# Task requirements:
Where a line below holds the string "mask", that line goes into the answer.

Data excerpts
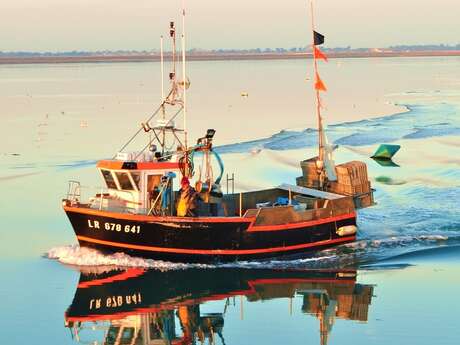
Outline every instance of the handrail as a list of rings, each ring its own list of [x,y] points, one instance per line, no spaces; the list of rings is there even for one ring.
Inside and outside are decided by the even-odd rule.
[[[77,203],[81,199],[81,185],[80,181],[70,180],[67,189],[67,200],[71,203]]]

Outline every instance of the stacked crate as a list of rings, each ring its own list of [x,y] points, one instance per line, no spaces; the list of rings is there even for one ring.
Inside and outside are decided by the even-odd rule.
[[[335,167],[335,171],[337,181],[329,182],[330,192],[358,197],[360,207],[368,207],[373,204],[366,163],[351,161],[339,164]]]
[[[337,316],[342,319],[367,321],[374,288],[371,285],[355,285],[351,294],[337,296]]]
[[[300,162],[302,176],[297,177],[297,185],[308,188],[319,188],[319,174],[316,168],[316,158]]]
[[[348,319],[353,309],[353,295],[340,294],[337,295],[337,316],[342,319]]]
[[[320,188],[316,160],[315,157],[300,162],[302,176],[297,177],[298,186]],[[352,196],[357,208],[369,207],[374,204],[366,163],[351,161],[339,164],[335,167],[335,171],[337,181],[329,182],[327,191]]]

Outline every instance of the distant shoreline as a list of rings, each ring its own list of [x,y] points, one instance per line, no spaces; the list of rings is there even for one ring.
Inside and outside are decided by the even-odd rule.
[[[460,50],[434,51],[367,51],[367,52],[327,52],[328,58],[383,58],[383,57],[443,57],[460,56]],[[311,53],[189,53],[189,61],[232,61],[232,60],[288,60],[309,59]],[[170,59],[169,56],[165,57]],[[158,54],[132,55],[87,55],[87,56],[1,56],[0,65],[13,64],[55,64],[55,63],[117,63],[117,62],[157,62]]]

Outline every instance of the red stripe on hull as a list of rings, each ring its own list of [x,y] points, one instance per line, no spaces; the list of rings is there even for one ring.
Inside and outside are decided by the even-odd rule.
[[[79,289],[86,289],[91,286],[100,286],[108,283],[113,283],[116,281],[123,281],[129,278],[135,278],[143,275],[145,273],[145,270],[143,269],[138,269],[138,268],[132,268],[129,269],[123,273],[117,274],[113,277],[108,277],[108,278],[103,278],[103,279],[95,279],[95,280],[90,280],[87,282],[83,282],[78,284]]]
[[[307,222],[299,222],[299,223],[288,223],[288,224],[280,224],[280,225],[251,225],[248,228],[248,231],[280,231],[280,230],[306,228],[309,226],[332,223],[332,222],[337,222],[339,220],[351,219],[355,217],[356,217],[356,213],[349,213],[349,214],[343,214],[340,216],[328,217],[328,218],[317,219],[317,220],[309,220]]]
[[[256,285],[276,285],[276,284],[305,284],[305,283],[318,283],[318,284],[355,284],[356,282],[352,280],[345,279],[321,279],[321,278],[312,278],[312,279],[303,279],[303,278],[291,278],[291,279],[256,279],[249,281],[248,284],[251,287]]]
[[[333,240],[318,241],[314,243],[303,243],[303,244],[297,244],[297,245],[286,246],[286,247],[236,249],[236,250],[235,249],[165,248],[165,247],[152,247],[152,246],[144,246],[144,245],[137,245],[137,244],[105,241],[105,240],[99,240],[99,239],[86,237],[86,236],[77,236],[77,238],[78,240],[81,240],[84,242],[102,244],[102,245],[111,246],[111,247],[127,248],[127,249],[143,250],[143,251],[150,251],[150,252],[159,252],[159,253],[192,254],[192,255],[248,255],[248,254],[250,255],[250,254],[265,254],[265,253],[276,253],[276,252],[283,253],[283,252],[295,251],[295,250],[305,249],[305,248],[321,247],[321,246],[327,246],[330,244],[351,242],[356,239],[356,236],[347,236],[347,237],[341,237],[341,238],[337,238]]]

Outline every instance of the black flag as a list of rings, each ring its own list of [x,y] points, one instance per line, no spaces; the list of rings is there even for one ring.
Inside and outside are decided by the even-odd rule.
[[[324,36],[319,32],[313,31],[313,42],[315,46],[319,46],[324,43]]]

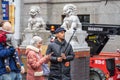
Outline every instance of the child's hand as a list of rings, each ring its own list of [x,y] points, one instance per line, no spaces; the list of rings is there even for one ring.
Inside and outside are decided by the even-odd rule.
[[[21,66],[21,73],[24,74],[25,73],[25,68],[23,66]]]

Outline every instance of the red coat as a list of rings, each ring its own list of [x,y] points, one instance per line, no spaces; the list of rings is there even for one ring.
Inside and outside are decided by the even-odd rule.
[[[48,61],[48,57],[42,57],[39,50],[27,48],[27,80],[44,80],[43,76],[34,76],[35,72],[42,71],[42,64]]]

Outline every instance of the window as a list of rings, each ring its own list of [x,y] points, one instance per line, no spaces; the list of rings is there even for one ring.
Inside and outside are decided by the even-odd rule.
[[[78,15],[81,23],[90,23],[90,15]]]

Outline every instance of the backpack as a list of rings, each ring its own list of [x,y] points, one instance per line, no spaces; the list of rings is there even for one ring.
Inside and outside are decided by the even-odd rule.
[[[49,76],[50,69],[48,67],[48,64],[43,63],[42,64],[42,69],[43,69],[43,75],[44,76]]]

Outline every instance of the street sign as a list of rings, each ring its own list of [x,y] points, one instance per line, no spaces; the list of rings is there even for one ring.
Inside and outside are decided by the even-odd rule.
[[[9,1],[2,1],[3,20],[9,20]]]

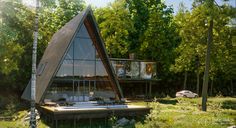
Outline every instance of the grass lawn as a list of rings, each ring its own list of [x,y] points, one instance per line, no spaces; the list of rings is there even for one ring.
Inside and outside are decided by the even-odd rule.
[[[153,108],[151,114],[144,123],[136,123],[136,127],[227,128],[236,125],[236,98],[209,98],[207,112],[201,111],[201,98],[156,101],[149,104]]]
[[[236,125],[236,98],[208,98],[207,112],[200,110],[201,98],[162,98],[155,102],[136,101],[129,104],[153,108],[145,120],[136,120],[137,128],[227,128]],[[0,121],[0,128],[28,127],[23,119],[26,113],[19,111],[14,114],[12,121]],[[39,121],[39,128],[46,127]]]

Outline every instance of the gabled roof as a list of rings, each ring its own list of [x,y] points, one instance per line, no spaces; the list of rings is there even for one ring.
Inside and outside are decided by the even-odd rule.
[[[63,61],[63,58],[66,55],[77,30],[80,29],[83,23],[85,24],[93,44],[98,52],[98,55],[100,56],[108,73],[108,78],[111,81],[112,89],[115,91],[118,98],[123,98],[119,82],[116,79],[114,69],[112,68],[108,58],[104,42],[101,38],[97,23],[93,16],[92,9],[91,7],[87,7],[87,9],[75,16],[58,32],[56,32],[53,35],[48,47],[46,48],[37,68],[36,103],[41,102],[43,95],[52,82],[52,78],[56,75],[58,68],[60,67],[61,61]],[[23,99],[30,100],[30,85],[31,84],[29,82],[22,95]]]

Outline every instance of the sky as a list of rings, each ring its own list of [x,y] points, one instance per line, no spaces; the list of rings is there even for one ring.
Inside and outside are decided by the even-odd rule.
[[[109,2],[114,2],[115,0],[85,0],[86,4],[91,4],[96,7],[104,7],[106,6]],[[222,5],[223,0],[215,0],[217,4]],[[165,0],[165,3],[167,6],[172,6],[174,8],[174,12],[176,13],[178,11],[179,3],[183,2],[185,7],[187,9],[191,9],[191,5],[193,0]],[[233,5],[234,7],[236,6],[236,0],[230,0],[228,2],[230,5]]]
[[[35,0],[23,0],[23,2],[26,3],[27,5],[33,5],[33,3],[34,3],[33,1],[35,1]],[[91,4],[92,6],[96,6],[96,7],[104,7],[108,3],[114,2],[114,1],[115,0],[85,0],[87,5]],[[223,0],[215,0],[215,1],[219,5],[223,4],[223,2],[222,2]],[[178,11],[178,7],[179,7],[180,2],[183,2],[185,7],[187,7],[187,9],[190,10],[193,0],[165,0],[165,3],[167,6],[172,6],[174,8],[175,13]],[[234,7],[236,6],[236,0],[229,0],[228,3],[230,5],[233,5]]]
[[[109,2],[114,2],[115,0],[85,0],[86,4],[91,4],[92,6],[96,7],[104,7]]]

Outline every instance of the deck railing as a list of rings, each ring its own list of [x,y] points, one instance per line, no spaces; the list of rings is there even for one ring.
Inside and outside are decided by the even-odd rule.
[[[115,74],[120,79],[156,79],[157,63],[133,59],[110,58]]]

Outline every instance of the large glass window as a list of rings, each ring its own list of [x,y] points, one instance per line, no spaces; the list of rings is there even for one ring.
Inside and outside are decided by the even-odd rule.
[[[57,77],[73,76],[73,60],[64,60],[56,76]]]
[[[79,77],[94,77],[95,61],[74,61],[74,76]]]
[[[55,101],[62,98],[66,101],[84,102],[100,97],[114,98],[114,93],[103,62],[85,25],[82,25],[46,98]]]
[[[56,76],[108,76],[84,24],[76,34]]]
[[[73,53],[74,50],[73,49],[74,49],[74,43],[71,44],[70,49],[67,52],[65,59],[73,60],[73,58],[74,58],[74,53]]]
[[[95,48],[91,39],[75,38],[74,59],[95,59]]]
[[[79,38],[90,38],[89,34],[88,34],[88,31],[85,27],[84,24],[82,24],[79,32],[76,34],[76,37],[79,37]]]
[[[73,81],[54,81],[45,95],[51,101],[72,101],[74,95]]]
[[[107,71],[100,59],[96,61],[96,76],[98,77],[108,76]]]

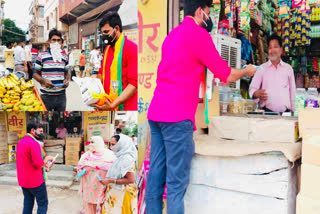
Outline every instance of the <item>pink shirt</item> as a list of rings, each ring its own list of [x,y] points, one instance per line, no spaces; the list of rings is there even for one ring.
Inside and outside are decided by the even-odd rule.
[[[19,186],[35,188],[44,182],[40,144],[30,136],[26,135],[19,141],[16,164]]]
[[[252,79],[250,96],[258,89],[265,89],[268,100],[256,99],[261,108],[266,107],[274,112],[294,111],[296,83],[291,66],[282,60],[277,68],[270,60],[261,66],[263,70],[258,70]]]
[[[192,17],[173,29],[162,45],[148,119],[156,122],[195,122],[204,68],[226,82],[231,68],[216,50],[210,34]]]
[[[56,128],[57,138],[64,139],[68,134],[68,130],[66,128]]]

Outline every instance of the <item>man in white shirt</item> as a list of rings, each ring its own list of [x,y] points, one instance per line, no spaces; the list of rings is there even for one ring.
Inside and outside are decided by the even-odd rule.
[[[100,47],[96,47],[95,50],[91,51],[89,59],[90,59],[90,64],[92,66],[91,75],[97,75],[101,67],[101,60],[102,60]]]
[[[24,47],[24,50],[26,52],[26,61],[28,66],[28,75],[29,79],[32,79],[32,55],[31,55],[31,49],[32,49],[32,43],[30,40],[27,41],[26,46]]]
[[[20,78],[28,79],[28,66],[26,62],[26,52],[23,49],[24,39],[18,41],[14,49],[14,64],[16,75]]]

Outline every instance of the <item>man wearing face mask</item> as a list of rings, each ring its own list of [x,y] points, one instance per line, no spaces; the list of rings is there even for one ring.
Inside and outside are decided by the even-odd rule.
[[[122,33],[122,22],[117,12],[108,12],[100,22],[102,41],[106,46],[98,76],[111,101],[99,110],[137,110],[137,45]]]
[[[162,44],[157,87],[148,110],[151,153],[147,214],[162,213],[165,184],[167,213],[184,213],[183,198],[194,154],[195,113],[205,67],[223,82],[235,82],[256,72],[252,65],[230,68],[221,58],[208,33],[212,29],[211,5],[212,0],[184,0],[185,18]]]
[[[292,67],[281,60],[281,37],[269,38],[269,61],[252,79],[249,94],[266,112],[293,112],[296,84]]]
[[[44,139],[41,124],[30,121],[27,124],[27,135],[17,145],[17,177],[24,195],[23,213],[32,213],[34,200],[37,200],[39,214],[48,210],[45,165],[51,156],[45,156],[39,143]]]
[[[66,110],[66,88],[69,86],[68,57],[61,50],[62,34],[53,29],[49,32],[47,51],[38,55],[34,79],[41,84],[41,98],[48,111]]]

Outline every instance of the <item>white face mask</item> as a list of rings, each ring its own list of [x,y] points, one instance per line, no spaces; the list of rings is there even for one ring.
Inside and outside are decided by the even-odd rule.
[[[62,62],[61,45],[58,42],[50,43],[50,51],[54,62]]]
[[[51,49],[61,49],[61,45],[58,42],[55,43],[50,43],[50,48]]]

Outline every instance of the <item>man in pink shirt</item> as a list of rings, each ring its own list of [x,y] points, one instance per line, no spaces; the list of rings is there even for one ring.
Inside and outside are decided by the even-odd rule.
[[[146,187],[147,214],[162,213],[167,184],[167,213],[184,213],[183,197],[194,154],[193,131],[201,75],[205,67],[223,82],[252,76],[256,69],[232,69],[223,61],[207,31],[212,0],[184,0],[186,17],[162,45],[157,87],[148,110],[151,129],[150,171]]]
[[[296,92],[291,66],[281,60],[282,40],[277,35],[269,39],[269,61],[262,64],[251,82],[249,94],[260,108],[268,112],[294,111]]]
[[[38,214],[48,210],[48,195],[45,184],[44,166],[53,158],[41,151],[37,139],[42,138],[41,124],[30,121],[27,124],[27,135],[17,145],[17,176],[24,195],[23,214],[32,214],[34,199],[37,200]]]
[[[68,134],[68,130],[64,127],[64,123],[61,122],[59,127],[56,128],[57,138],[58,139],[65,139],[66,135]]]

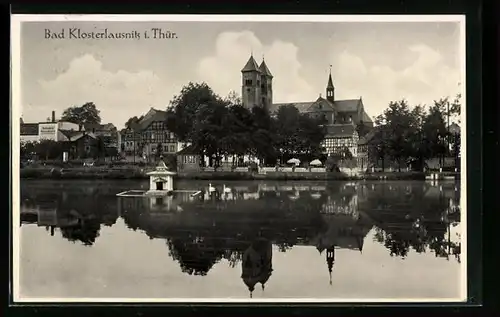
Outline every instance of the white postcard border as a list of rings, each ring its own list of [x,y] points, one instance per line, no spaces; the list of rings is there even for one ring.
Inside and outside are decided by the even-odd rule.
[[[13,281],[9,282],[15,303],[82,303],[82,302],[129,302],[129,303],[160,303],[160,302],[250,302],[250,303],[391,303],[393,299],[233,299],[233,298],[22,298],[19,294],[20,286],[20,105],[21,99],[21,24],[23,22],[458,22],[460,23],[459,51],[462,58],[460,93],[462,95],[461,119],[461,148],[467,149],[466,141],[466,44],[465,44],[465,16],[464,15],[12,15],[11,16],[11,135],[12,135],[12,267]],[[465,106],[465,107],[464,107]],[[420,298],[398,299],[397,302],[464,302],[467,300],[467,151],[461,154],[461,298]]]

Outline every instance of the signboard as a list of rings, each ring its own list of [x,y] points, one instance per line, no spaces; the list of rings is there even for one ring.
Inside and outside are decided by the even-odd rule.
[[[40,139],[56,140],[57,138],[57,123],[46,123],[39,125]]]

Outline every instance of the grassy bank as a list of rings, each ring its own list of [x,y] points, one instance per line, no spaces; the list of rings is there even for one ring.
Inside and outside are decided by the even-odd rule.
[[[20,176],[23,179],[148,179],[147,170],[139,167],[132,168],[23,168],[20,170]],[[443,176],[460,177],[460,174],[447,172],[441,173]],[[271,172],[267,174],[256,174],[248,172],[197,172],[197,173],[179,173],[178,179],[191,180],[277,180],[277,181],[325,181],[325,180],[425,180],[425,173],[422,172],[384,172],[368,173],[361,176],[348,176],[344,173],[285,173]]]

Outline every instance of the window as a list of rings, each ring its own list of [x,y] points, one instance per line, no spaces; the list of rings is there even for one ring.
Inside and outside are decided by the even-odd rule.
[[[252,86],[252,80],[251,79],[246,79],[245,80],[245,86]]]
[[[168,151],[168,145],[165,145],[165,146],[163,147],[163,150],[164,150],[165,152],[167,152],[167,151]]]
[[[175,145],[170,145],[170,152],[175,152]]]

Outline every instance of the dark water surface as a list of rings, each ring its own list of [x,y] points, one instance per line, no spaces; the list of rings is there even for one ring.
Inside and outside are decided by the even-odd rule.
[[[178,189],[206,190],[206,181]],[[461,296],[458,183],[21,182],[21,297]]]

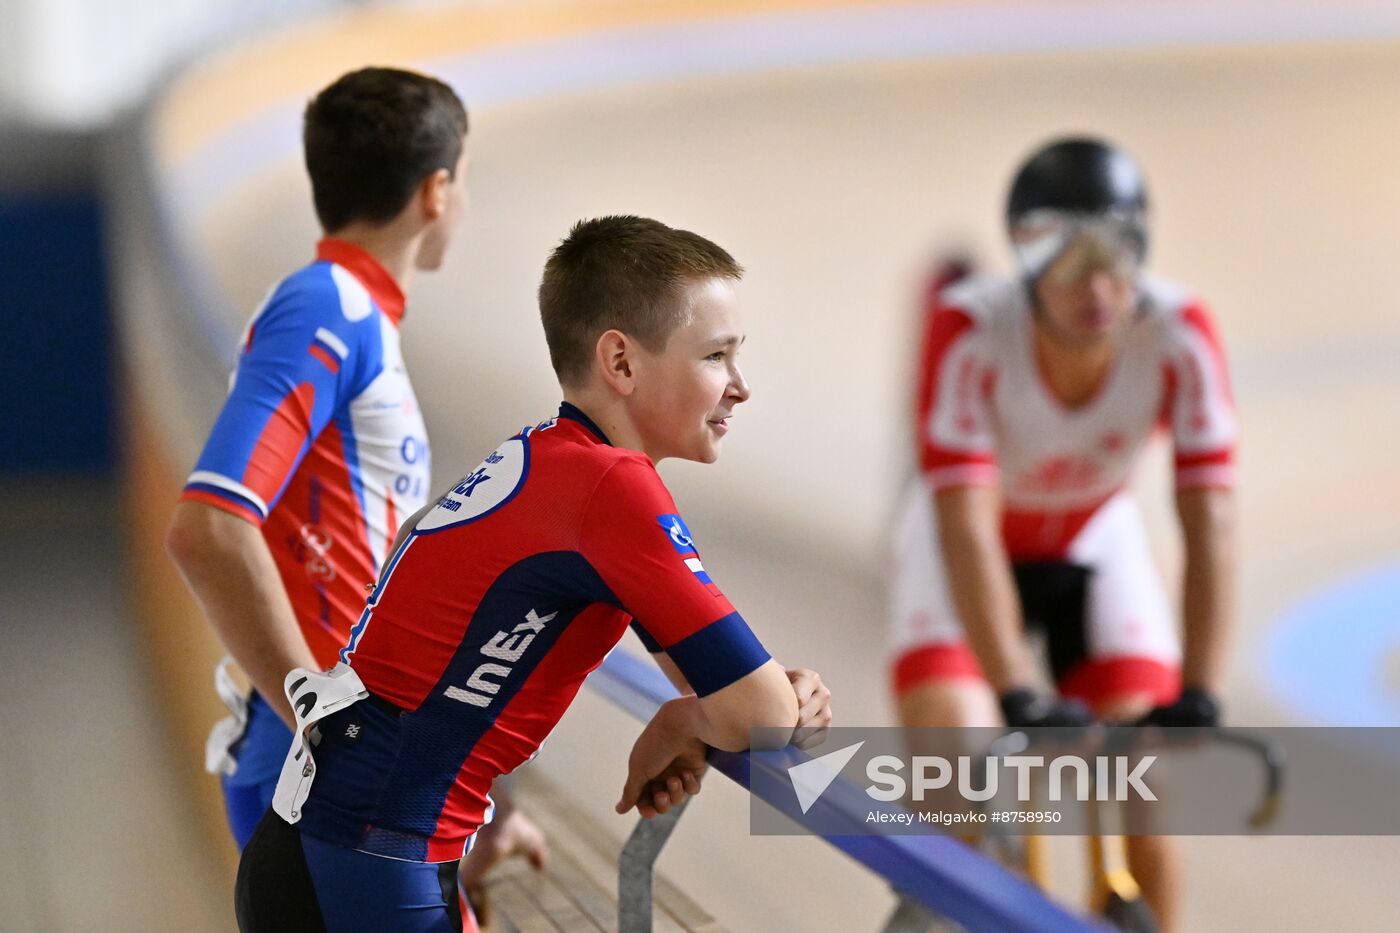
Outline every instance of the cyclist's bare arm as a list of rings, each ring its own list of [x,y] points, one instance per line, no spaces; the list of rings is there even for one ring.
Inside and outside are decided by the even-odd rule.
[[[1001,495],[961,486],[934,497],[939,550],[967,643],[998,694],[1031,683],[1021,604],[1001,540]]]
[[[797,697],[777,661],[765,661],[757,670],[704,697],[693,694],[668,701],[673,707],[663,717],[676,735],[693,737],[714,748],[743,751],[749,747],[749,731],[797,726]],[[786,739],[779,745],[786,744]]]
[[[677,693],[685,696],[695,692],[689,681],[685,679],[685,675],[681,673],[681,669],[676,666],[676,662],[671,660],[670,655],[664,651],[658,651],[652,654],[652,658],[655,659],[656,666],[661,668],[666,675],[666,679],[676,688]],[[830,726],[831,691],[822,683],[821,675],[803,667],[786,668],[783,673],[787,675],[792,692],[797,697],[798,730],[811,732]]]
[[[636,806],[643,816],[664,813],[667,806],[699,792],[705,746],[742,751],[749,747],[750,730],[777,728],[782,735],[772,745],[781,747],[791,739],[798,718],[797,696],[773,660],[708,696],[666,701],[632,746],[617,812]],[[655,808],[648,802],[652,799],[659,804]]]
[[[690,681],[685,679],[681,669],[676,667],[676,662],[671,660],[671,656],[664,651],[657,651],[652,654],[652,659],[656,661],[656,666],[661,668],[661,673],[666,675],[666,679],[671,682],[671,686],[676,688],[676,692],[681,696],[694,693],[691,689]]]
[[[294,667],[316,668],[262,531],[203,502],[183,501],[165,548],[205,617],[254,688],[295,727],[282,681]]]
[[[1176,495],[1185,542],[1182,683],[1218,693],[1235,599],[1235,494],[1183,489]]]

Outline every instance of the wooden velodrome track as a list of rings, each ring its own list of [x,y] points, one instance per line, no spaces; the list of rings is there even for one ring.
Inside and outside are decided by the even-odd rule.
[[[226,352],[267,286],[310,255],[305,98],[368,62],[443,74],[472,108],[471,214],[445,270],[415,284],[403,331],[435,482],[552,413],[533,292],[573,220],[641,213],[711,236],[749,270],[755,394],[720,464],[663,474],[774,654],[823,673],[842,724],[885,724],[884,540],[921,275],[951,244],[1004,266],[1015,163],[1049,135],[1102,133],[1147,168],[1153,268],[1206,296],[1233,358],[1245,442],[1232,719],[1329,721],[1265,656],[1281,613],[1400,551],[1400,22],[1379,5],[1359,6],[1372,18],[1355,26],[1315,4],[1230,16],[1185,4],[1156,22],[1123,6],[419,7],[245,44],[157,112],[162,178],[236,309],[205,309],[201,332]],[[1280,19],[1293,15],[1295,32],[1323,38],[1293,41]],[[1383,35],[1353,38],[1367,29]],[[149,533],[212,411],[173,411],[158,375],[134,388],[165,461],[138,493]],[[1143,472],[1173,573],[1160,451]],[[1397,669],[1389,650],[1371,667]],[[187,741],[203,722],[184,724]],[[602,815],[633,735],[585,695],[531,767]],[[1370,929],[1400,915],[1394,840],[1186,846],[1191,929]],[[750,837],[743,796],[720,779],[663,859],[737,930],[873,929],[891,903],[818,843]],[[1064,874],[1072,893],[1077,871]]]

# Expected answer:
Outline every instance of the <item>man wearing face mask</item> as a list of rings, each ring its own list of [x,y] points, one instance per line, no spaces; the list of rings is there even for one ring.
Outline every instance of the <item>white face mask</item> as a list of rings, each ring its own list of [x,y] points, one instance per line, no spaces; the list of rings is there even for one ring.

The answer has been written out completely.